REQUIRED TASK A — Please filter the rows below and copy out every line that contains the string "dark". Case counts.

PROVIDED TEXT —
▬▬▬▬▬▬

Paleoecologists starting digging down, sifting from the layers of sediments the comings and goings of plants and animals through time.

Seismic Paydirt

“The idea is to identify those things that are extinct,” Landreau says, “and to identify those things that we can still find somewhere locally, and try to revive them.”

That was the idea. But as they were digging, they struck seismic paydirt: a layer about a yard thick that clearly didn’t belong there. What was there — basalt cobbles, corals, shells and other ocean debris — eventually caught the eye of a geophysicist at the University of Hawaii named, yes, Rhett Butler (not to be confused with this Rhett Butler). He noticed that this was obviously stuff that came from the ocean, not the residue of plants and animals that would’ve lived on the island. And there was a lot of it.

Tsunami cave layers“It’s a huge volume,” Butler says. He calculates about 600 cubic yards, or enough debris to fill nine ocean containers, the kind you see stacked up on cargo ships.

“It takes a heck of a lot to move that much material, move it from the beach, move it up the hill,” reasons Butler. “So the most likely scenario, quite frankly, is that it’s a tsunami.”

It would have to have been huge — big enough to hurl 200-pound boulders into a hole that’s two to three stories above sea level and set back from the shoreline about the length of a football field. Butler reckons that it hit Kauai sometime between 350 and 575 years ago.

▬▬▬▬▬▬

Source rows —
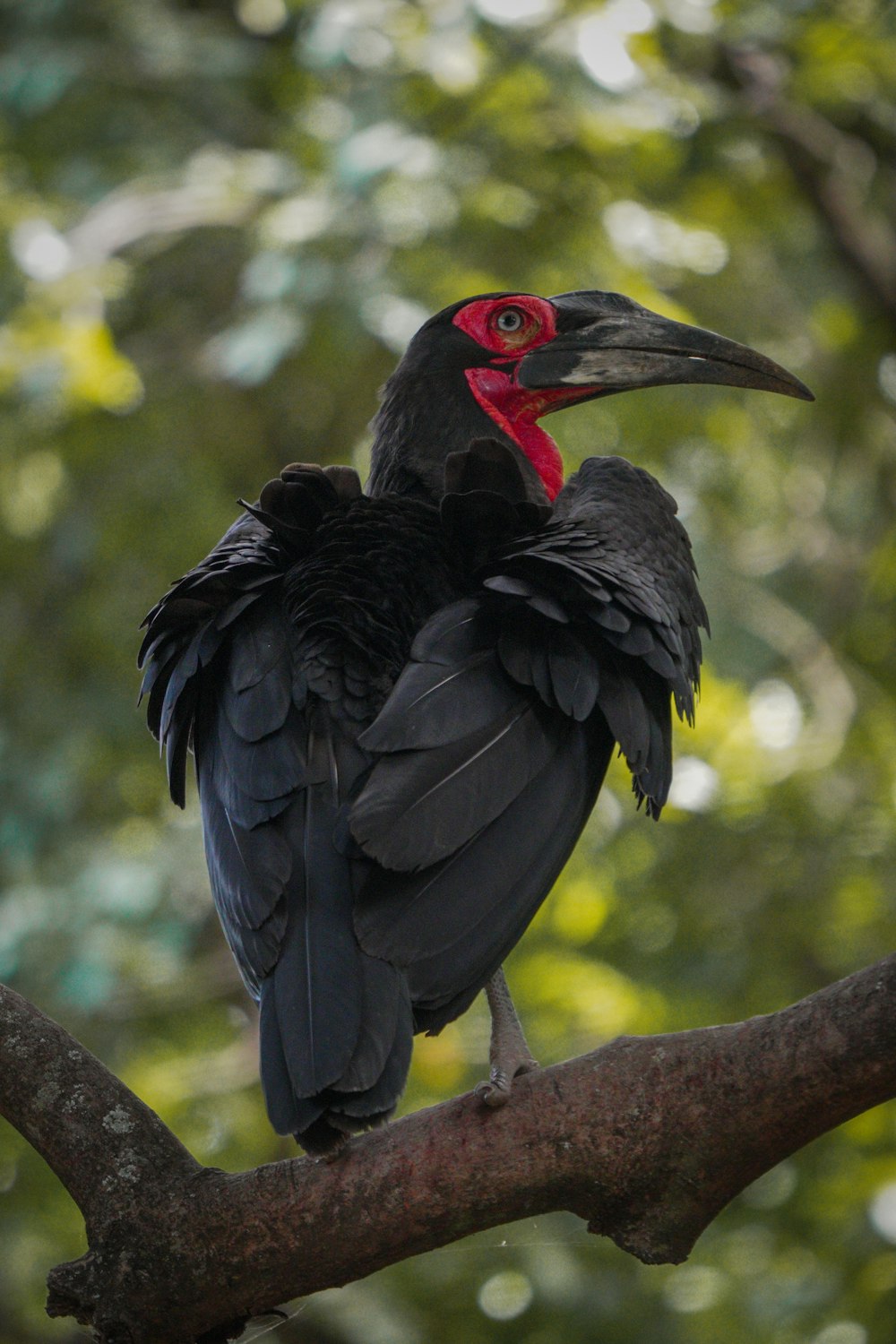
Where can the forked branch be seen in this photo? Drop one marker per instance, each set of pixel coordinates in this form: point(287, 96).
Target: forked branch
point(646, 1139)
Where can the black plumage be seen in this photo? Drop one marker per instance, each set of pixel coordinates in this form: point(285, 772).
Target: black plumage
point(402, 703)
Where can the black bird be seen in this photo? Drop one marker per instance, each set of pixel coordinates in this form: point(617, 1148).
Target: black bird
point(402, 702)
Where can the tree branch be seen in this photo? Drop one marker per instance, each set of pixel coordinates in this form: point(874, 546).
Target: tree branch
point(646, 1139)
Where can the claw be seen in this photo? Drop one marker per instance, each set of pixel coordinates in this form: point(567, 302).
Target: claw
point(508, 1051)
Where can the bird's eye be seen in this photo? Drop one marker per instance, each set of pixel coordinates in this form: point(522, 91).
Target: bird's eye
point(509, 320)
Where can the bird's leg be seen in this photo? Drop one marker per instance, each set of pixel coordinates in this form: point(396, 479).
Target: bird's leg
point(508, 1051)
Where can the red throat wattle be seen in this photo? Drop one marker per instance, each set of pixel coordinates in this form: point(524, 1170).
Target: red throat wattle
point(516, 410)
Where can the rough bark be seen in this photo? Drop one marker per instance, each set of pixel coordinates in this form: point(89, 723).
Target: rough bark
point(646, 1139)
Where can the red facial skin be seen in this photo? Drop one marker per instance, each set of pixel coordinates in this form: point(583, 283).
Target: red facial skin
point(516, 409)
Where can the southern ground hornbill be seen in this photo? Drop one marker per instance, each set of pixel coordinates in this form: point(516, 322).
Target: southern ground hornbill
point(402, 702)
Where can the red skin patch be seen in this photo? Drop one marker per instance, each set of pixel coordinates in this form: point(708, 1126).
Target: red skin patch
point(516, 409)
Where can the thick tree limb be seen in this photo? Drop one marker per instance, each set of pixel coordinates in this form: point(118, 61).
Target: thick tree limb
point(646, 1139)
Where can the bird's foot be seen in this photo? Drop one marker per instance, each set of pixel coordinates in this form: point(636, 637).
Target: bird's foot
point(495, 1091)
point(508, 1053)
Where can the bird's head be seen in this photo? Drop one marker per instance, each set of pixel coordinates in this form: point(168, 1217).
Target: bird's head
point(495, 363)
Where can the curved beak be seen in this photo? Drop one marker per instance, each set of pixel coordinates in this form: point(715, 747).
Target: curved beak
point(605, 351)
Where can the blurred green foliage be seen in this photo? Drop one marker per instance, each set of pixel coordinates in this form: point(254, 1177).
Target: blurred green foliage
point(223, 222)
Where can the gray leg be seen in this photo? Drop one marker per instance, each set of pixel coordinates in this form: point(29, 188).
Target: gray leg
point(508, 1051)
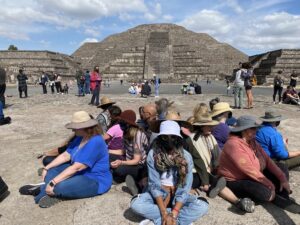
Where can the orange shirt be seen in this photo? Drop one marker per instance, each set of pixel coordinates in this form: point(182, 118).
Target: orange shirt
point(242, 161)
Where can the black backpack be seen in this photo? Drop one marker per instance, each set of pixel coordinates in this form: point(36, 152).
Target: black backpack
point(3, 190)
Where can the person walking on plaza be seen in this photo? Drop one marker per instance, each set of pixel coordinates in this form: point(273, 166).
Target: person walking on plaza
point(43, 82)
point(238, 87)
point(278, 87)
point(294, 78)
point(22, 83)
point(2, 85)
point(87, 82)
point(95, 86)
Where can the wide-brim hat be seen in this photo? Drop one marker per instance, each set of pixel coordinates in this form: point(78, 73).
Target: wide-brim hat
point(204, 120)
point(129, 117)
point(154, 126)
point(105, 101)
point(81, 120)
point(244, 123)
point(169, 127)
point(220, 108)
point(271, 116)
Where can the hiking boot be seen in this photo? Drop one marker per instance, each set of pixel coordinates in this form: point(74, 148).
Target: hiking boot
point(246, 204)
point(130, 183)
point(146, 222)
point(31, 189)
point(286, 204)
point(219, 186)
point(47, 201)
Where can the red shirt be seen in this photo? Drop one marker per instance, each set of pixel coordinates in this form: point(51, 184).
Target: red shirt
point(95, 80)
point(242, 161)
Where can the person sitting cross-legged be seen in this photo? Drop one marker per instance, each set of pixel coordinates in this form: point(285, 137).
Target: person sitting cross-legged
point(272, 141)
point(82, 171)
point(167, 199)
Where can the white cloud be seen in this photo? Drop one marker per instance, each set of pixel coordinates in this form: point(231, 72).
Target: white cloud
point(207, 21)
point(88, 40)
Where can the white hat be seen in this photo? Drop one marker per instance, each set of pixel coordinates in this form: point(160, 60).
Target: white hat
point(81, 120)
point(169, 127)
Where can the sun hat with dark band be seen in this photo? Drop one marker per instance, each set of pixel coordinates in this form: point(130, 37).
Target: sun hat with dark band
point(105, 101)
point(220, 108)
point(129, 117)
point(204, 120)
point(81, 120)
point(271, 116)
point(244, 123)
point(171, 115)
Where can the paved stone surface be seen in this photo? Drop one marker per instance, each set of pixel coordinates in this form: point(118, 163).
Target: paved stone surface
point(38, 125)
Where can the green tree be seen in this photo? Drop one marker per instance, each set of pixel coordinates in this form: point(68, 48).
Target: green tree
point(12, 48)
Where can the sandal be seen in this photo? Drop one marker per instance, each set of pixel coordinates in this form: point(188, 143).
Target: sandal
point(47, 201)
point(246, 204)
point(220, 185)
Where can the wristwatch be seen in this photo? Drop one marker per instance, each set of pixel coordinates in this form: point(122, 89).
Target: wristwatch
point(51, 183)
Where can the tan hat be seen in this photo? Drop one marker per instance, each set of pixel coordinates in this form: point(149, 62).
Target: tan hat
point(105, 101)
point(81, 120)
point(171, 115)
point(220, 108)
point(204, 120)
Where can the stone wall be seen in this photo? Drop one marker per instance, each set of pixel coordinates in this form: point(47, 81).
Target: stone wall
point(167, 50)
point(267, 65)
point(35, 62)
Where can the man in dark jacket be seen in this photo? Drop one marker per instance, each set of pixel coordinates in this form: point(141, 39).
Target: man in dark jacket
point(22, 83)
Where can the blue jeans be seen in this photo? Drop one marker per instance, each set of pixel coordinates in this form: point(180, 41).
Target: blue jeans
point(238, 96)
point(77, 186)
point(192, 209)
point(87, 87)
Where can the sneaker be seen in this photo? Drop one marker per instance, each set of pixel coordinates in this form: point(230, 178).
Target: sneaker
point(47, 201)
point(219, 186)
point(286, 204)
point(31, 189)
point(130, 183)
point(146, 222)
point(246, 204)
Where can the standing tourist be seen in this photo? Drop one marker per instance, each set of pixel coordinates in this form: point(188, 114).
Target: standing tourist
point(247, 84)
point(22, 83)
point(87, 82)
point(156, 85)
point(238, 88)
point(57, 80)
point(43, 82)
point(3, 120)
point(2, 85)
point(95, 86)
point(278, 87)
point(294, 78)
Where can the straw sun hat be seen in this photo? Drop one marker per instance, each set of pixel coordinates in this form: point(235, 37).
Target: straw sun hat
point(81, 120)
point(105, 101)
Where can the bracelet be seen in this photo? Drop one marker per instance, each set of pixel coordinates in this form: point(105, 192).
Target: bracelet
point(172, 215)
point(176, 210)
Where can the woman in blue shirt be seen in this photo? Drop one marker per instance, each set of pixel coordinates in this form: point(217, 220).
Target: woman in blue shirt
point(80, 172)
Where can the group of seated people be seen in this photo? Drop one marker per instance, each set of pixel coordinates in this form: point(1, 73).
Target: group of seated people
point(168, 163)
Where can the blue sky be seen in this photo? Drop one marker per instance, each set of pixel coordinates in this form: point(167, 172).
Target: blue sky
point(252, 26)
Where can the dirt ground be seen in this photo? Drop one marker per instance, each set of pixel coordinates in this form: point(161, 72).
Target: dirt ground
point(38, 125)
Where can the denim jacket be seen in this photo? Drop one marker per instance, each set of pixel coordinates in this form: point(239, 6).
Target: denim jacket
point(154, 183)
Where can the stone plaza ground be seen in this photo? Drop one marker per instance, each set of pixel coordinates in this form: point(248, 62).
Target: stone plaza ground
point(38, 125)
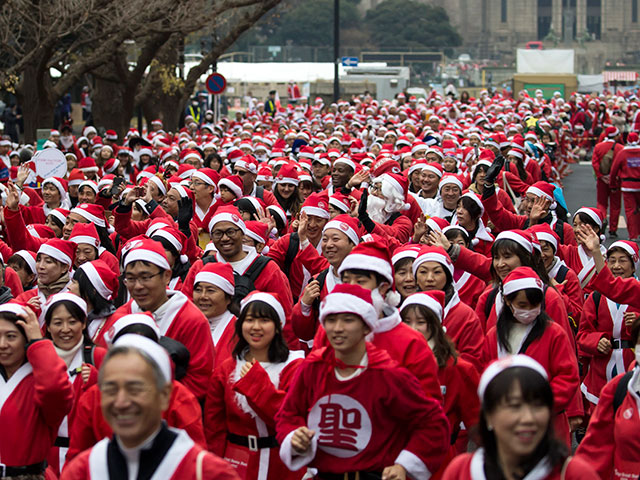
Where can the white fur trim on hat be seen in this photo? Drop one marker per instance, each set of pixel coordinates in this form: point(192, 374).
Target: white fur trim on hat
point(366, 262)
point(152, 349)
point(344, 228)
point(269, 300)
point(502, 364)
point(54, 253)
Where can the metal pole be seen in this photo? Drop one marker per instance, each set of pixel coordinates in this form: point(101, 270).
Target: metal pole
point(336, 49)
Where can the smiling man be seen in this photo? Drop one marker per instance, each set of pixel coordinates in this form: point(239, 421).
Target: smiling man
point(135, 387)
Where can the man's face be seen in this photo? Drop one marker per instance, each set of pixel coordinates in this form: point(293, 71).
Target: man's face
point(147, 284)
point(340, 175)
point(131, 402)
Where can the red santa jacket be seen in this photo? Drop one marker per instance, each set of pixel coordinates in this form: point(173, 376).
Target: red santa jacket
point(470, 466)
point(378, 418)
point(184, 322)
point(33, 403)
point(247, 406)
point(179, 462)
point(88, 426)
point(625, 171)
point(612, 444)
point(556, 354)
point(605, 321)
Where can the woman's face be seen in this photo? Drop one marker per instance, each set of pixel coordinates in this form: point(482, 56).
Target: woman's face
point(12, 343)
point(211, 300)
point(519, 426)
point(505, 262)
point(404, 280)
point(417, 321)
point(65, 329)
point(258, 332)
point(431, 276)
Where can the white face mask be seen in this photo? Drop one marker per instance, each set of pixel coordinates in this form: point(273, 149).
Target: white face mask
point(526, 317)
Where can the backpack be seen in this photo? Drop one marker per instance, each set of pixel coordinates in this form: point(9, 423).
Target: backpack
point(607, 161)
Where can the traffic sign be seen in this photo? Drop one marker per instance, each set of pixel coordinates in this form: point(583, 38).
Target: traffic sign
point(349, 61)
point(216, 83)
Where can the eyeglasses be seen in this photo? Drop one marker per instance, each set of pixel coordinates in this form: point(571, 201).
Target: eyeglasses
point(230, 232)
point(143, 279)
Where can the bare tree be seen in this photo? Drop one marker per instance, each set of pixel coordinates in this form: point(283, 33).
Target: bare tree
point(77, 37)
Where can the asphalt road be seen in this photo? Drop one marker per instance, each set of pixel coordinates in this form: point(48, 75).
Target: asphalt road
point(580, 191)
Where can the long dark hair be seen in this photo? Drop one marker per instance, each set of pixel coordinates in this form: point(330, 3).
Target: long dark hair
point(278, 350)
point(88, 292)
point(443, 348)
point(506, 320)
point(535, 389)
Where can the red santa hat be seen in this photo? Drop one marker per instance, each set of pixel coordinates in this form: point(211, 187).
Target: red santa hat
point(85, 233)
point(102, 278)
point(594, 213)
point(63, 251)
point(521, 237)
point(433, 254)
point(269, 298)
point(228, 214)
point(91, 212)
point(347, 225)
point(630, 248)
point(219, 275)
point(521, 278)
point(29, 257)
point(433, 300)
point(317, 204)
point(146, 250)
point(371, 256)
point(347, 298)
point(502, 364)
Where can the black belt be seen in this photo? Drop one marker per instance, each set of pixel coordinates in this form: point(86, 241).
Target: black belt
point(349, 476)
point(35, 469)
point(615, 344)
point(61, 442)
point(252, 442)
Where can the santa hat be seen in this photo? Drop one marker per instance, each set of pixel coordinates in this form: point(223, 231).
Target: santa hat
point(347, 225)
point(270, 299)
point(233, 183)
point(544, 190)
point(146, 250)
point(63, 297)
point(521, 278)
point(629, 247)
point(150, 349)
point(544, 232)
point(219, 275)
point(63, 251)
point(346, 298)
point(29, 257)
point(433, 254)
point(405, 251)
point(339, 201)
point(102, 278)
point(370, 256)
point(207, 175)
point(317, 204)
point(287, 174)
point(594, 213)
point(433, 300)
point(85, 233)
point(502, 364)
point(258, 231)
point(521, 237)
point(228, 214)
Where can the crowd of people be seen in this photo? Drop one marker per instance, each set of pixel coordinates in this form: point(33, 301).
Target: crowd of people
point(359, 290)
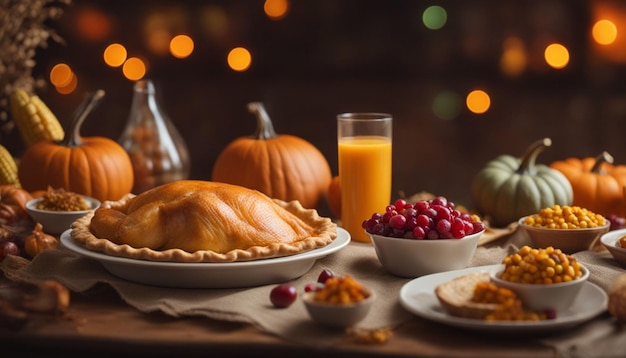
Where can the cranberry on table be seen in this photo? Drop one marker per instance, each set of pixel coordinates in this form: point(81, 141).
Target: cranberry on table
point(8, 248)
point(283, 295)
point(325, 275)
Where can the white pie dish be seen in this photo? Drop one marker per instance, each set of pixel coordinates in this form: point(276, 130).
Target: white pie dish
point(210, 275)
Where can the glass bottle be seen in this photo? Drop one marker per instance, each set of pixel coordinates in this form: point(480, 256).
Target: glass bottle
point(156, 148)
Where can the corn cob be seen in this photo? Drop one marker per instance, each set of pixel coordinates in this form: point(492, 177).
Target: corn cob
point(8, 169)
point(34, 120)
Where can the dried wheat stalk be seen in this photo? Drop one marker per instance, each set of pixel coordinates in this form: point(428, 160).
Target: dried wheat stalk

▬▬▬▬▬▬

REQUIRED TASK B — Give what follows the last sentence of the passage above about the tsunami debris in the Kauai sinkhole.

EXPECTED OUTPUT A —
Where can the sun hat with dark band be seen in this photo? Drop one marker per instance, each set of pixel coordinates in this form: point(130, 37).
Target: sun hat with dark band
Where can the man in dark jacket be seen in this photo? Drop one marker per instance, each set of pixel coordinates in this form: point(141, 39).
Target: man in dark jacket
Where can the long dark hair be seen in this photo? Drop one marker per instance, each set of pixel coordinates in this form: point(330, 3).
Target: long dark hair

EXPECTED OUTPUT B —
Butler began using computer models to trace such a tsunami back to its probable origins. That led him to a seismically active zone nearly 2,000 miles north, in the eastern Aleutian Islands, off Alaska.

“And the shape of the subduction zone,” he notes, “in other words where the Pacific and North America converge together — if you look at that geometry, it basically focuses energy directly toward Hawaii.”

His modeling work points to a quake bigger than magnitude-9 — that’s 100 times more powerful than San Francisco’s Big One in 1906, or at least as powerful as the 2011 Tohoku event that savaged coastal Japan.

“It’s a similar sized event to Tohoku, maybe slightly bigger,” Butler estimates.

In fact, he thinks it might’ve been the Pacific’s biggest quake in the past 7,000 years. At the rate that tectonic plates near the Aleutians have been moving since the Kauai tsunami, he calculates that the region is capable of producing a similar quake, at any time.

Makauwahi_2355
Archaeologist Chris Landreau points out some of the tsunami deposits at the edge of caves on the south side of the sinkhole. (Craig Miller/KQED)

“Once you start modeling it and looking at the possibilities,” Butler says, “you realize it’s not unreasonable that we could get a magnitude-9 in the worst possible spot that would make all the other events look rather small in comparison.”

While a tsunami of that size 500 years ago would have been devastating to Hawaii’s primitive coastal culture, today civil defense authorities estimate that 370,000 people and $40 billion worth of infrastructure stand in harm’s way in the islands’ existing tsunami zones.

“For California, a tsunami is a nasty event but it happens within a mile of the coast,” Butler says. “The rest of the state is not affected. One of these things in Hawaii devastates the whole state.”

Partly as a result of Butler’s work, Hawaii officials are in the process of redrawing tsunami maps to take into account the possibility of something much bigger than is in the historical record.

“Basically letting the people know where the safe zone is, which is the essence of the whole thing,” he says. “It’s to save people’s lives.”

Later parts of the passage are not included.